§ **TASK TO CARRY OUT**:
What is needed is an exact copy of the lines from the start of the records below through the line with "Target: stone balustrade", without the pictures.

[RAW DATA Boundary: Start]

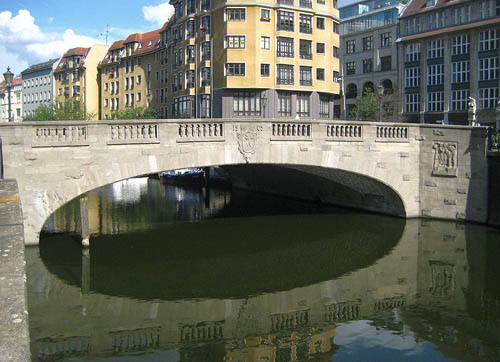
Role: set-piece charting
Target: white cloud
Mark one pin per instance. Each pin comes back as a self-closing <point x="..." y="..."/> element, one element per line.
<point x="158" y="14"/>
<point x="23" y="42"/>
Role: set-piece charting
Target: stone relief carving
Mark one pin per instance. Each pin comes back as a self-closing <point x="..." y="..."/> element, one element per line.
<point x="445" y="159"/>
<point x="247" y="136"/>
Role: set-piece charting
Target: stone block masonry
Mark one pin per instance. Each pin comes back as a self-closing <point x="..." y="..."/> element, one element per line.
<point x="14" y="339"/>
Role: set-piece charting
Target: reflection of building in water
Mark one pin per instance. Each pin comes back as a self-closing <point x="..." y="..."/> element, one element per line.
<point x="434" y="283"/>
<point x="138" y="204"/>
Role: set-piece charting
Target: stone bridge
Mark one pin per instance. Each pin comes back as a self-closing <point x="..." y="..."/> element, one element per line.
<point x="408" y="170"/>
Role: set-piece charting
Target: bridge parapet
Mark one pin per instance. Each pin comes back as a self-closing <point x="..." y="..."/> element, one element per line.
<point x="435" y="171"/>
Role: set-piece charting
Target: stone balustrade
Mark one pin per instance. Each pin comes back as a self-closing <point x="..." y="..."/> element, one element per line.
<point x="344" y="132"/>
<point x="291" y="131"/>
<point x="60" y="136"/>
<point x="392" y="134"/>
<point x="201" y="132"/>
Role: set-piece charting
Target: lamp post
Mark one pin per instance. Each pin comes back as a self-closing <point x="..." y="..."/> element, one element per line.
<point x="380" y="93"/>
<point x="9" y="76"/>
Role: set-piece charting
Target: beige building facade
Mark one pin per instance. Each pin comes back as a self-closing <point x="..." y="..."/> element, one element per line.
<point x="249" y="59"/>
<point x="75" y="77"/>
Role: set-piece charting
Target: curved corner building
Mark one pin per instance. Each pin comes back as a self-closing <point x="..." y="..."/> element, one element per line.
<point x="252" y="59"/>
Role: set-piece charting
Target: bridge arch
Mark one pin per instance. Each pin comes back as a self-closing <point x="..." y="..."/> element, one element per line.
<point x="71" y="158"/>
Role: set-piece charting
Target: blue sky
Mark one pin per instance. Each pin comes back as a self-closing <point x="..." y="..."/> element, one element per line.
<point x="33" y="31"/>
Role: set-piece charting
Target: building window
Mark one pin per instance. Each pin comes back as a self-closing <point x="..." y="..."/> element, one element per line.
<point x="305" y="49"/>
<point x="284" y="47"/>
<point x="265" y="42"/>
<point x="412" y="77"/>
<point x="350" y="68"/>
<point x="460" y="44"/>
<point x="488" y="98"/>
<point x="320" y="74"/>
<point x="412" y="52"/>
<point x="459" y="100"/>
<point x="246" y="104"/>
<point x="303" y="105"/>
<point x="235" y="41"/>
<point x="320" y="48"/>
<point x="284" y="104"/>
<point x="320" y="23"/>
<point x="305" y="24"/>
<point x="324" y="106"/>
<point x="488" y="68"/>
<point x="435" y="74"/>
<point x="235" y="69"/>
<point x="284" y="74"/>
<point x="460" y="71"/>
<point x="285" y="20"/>
<point x="265" y="15"/>
<point x="335" y="52"/>
<point x="385" y="63"/>
<point x="367" y="65"/>
<point x="205" y="105"/>
<point x="368" y="43"/>
<point x="435" y="101"/>
<point x="235" y="14"/>
<point x="488" y="40"/>
<point x="265" y="70"/>
<point x="305" y="75"/>
<point x="435" y="49"/>
<point x="350" y="46"/>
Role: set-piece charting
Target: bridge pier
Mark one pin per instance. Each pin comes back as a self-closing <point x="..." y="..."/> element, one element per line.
<point x="84" y="221"/>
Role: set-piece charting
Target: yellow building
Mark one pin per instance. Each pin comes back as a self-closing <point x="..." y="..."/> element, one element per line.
<point x="128" y="73"/>
<point x="76" y="77"/>
<point x="252" y="59"/>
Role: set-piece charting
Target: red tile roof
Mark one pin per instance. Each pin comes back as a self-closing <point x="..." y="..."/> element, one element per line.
<point x="418" y="6"/>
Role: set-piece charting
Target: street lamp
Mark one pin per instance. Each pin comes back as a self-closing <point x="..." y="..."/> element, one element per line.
<point x="380" y="93"/>
<point x="9" y="76"/>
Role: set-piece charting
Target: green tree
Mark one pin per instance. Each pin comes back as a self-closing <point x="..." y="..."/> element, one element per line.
<point x="70" y="110"/>
<point x="134" y="113"/>
<point x="367" y="107"/>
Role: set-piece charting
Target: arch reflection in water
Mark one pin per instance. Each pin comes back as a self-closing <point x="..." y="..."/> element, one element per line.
<point x="432" y="295"/>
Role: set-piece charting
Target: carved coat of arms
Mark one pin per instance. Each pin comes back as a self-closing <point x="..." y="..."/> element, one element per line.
<point x="247" y="140"/>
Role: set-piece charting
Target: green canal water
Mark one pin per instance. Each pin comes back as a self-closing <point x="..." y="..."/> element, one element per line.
<point x="190" y="274"/>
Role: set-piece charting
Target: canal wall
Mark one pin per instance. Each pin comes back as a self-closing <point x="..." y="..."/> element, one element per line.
<point x="14" y="335"/>
<point x="494" y="188"/>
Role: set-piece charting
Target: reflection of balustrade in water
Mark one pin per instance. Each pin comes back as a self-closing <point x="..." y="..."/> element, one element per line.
<point x="136" y="340"/>
<point x="389" y="303"/>
<point x="342" y="311"/>
<point x="289" y="321"/>
<point x="200" y="132"/>
<point x="202" y="331"/>
<point x="57" y="348"/>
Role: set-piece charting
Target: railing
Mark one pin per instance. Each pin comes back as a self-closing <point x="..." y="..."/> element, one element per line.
<point x="289" y="321"/>
<point x="344" y="132"/>
<point x="342" y="311"/>
<point x="204" y="331"/>
<point x="291" y="131"/>
<point x="201" y="132"/>
<point x="133" y="133"/>
<point x="135" y="340"/>
<point x="392" y="134"/>
<point x="60" y="136"/>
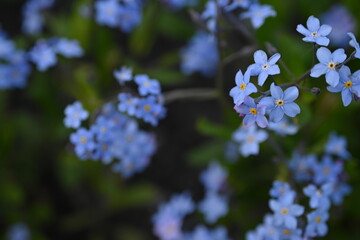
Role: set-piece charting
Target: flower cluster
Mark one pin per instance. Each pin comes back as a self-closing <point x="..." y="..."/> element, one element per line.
<point x="149" y="105"/>
<point x="14" y="67"/>
<point x="169" y="219"/>
<point x="119" y="13"/>
<point x="112" y="136"/>
<point x="33" y="20"/>
<point x="43" y="54"/>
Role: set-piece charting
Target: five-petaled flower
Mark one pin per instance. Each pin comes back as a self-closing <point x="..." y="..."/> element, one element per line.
<point x="328" y="65"/>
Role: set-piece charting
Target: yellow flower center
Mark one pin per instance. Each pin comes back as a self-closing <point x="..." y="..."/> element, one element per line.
<point x="314" y="34"/>
<point x="147" y="107"/>
<point x="279" y="102"/>
<point x="250" y="139"/>
<point x="284" y="211"/>
<point x="253" y="111"/>
<point x="286" y="232"/>
<point x="348" y="84"/>
<point x="331" y="65"/>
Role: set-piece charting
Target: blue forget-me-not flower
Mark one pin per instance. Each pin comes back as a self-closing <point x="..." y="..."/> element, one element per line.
<point x="314" y="32"/>
<point x="281" y="102"/>
<point x="348" y="85"/>
<point x="328" y="62"/>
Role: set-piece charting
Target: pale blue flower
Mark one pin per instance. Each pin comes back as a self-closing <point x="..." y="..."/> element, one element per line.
<point x="348" y="85"/>
<point x="328" y="62"/>
<point x="75" y="113"/>
<point x="263" y="67"/>
<point x="258" y="13"/>
<point x="281" y="102"/>
<point x="122" y="75"/>
<point x="319" y="197"/>
<point x="285" y="211"/>
<point x="243" y="87"/>
<point x="314" y="32"/>
<point x="354" y="44"/>
<point x="317" y="223"/>
<point x="254" y="113"/>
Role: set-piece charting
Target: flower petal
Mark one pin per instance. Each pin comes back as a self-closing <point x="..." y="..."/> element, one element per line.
<point x="274" y="58"/>
<point x="332" y="78"/>
<point x="346" y="97"/>
<point x="291" y="109"/>
<point x="276" y="91"/>
<point x="262" y="77"/>
<point x="291" y="94"/>
<point x="313" y="24"/>
<point x="318" y="70"/>
<point x="260" y="57"/>
<point x="325" y="30"/>
<point x="276" y="115"/>
<point x="339" y="55"/>
<point x="324" y="55"/>
<point x="301" y="29"/>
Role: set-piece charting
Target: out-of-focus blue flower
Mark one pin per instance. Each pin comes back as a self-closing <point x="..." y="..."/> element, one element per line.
<point x="108" y="12"/>
<point x="128" y="103"/>
<point x="213" y="177"/>
<point x="319" y="198"/>
<point x="43" y="55"/>
<point x="314" y="32"/>
<point x="348" y="85"/>
<point x="213" y="206"/>
<point x="341" y="21"/>
<point x="18" y="231"/>
<point x="200" y="55"/>
<point x="280" y="189"/>
<point x="249" y="139"/>
<point x="147" y="85"/>
<point x="317" y="223"/>
<point x="68" y="48"/>
<point x="327" y="170"/>
<point x="327" y="65"/>
<point x="253" y="113"/>
<point x="285" y="211"/>
<point x="340" y="190"/>
<point x="243" y="87"/>
<point x="238" y="4"/>
<point x="125" y="14"/>
<point x="124" y="74"/>
<point x="150" y="110"/>
<point x="258" y="13"/>
<point x="281" y="102"/>
<point x="177" y="4"/>
<point x="263" y="67"/>
<point x="84" y="143"/>
<point x="354" y="44"/>
<point x="74" y="114"/>
<point x="283" y="127"/>
<point x="32" y="19"/>
<point x="336" y="145"/>
<point x="302" y="166"/>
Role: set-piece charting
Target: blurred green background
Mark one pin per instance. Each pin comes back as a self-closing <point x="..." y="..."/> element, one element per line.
<point x="43" y="184"/>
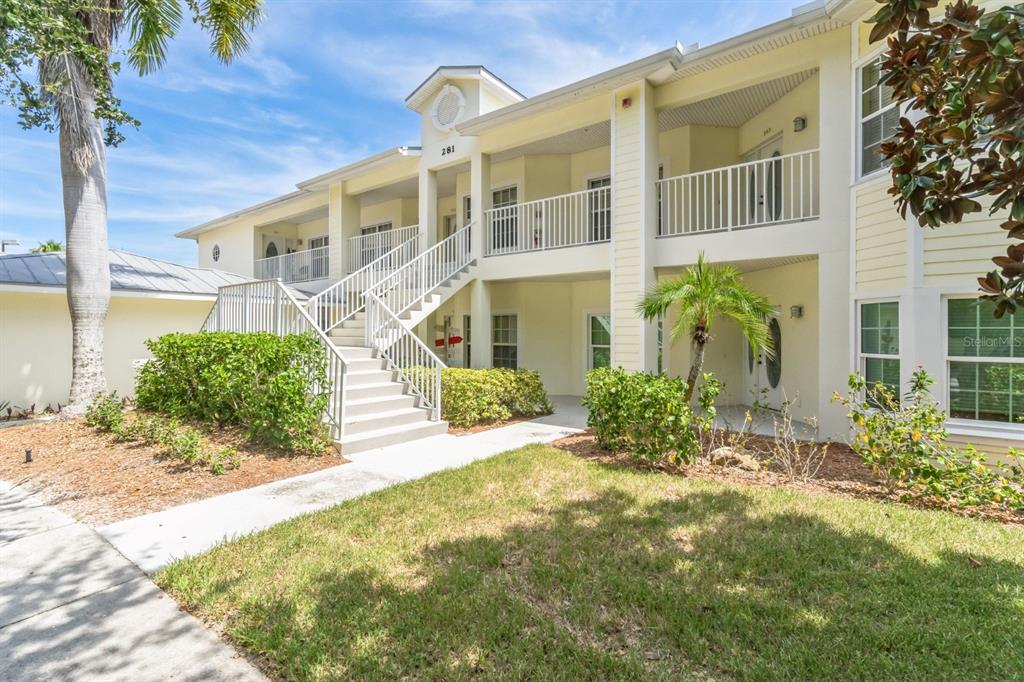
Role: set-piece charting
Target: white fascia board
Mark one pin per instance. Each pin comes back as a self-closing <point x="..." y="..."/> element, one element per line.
<point x="121" y="293"/>
<point x="353" y="169"/>
<point x="193" y="232"/>
<point x="588" y="87"/>
<point x="418" y="98"/>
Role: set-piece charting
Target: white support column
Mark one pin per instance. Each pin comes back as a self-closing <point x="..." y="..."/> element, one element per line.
<point x="479" y="193"/>
<point x="480" y="324"/>
<point x="634" y="207"/>
<point x="836" y="331"/>
<point x="343" y="221"/>
<point x="428" y="208"/>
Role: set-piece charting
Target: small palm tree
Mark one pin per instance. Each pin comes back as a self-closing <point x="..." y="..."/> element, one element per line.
<point x="702" y="295"/>
<point x="49" y="246"/>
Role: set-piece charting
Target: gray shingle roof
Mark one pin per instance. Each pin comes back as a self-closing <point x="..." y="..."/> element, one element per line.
<point x="129" y="271"/>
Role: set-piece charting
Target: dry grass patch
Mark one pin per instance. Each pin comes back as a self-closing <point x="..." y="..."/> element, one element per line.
<point x="538" y="564"/>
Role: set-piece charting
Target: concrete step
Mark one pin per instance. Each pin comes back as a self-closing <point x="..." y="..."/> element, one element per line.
<point x="366" y="364"/>
<point x="367" y="391"/>
<point x="364" y="377"/>
<point x="374" y="406"/>
<point x="384" y="420"/>
<point x="380" y="438"/>
<point x="354" y="352"/>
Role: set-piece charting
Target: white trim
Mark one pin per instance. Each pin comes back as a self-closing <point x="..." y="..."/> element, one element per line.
<point x="121" y="293"/>
<point x="518" y="335"/>
<point x="588" y="347"/>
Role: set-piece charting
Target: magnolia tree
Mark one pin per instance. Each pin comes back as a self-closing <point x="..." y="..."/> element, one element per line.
<point x="961" y="77"/>
<point x="58" y="60"/>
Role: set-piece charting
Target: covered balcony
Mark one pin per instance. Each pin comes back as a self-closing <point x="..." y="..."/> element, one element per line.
<point x="295" y="249"/>
<point x="740" y="159"/>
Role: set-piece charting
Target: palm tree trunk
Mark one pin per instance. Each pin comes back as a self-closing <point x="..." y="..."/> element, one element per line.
<point x="83" y="172"/>
<point x="695" y="367"/>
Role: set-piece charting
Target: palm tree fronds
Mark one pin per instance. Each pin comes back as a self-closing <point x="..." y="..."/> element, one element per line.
<point x="151" y="25"/>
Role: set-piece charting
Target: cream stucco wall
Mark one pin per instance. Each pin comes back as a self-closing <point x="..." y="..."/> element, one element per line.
<point x="35" y="341"/>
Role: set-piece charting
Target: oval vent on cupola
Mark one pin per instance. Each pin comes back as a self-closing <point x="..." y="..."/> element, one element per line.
<point x="448" y="109"/>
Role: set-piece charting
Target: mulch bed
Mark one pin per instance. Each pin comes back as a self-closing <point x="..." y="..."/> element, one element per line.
<point x="842" y="473"/>
<point x="98" y="481"/>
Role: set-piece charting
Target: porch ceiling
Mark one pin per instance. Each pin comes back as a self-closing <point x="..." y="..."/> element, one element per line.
<point x="750" y="265"/>
<point x="573" y="141"/>
<point x="732" y="109"/>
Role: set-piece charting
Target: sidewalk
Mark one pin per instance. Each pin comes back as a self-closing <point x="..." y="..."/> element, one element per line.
<point x="155" y="540"/>
<point x="72" y="607"/>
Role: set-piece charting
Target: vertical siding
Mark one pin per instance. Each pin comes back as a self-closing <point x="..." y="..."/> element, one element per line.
<point x="882" y="251"/>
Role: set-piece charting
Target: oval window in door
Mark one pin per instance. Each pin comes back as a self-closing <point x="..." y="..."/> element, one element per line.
<point x="775" y="186"/>
<point x="774" y="361"/>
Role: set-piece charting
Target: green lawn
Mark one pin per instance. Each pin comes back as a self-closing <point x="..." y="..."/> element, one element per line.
<point x="538" y="564"/>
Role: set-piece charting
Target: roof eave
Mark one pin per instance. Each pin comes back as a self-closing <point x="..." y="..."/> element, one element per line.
<point x="574" y="91"/>
<point x="351" y="170"/>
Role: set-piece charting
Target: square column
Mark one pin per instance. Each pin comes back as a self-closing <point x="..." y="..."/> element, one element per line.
<point x="343" y="220"/>
<point x="634" y="205"/>
<point x="480" y="324"/>
<point x="479" y="194"/>
<point x="428" y="208"/>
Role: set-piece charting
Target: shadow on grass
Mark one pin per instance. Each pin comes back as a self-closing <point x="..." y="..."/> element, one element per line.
<point x="704" y="585"/>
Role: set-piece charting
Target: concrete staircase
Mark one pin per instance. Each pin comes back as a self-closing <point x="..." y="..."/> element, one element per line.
<point x="379" y="410"/>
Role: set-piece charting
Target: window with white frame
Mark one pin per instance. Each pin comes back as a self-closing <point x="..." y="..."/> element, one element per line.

[RAW DATA Boundary: End]

§ **ANSWER BOX**:
Role: set-piece charting
Target: white cloud
Mark one pin per instance. Each pin comes back as a self-closing <point x="..." y="..."/> element, one element per line.
<point x="158" y="14"/>
<point x="23" y="42"/>
Role: set-piece charting
Target: stone relief carving
Mark one pin per instance. Each pin comes back as a self-closing <point x="..." y="..."/> element, one element per line.
<point x="445" y="159"/>
<point x="247" y="136"/>
Role: set-piece charting
Target: stone block masonry
Mark one pin per instance. Each pin comes back as a self-closing <point x="..." y="..."/> element, one element per line.
<point x="14" y="339"/>
Role: set-piece charting
Target: reflection of building in water
Mark one pin per instance. Each pin comes back as a self-closing <point x="..." y="..."/> element, one element per line.
<point x="434" y="283"/>
<point x="138" y="204"/>
Role: set-piece charting
Target: stone bridge
Mark one pin per instance. Each pin comes back as a self-closing <point x="..." y="..."/> element, one element per line.
<point x="408" y="170"/>
Role: set-piece charting
Target: bridge parapet
Mark one pin per instance. Each pin comes back as a self-closing <point x="..." y="..."/> element, one element per line.
<point x="435" y="171"/>
Role: set-piece charting
Target: stone balustrade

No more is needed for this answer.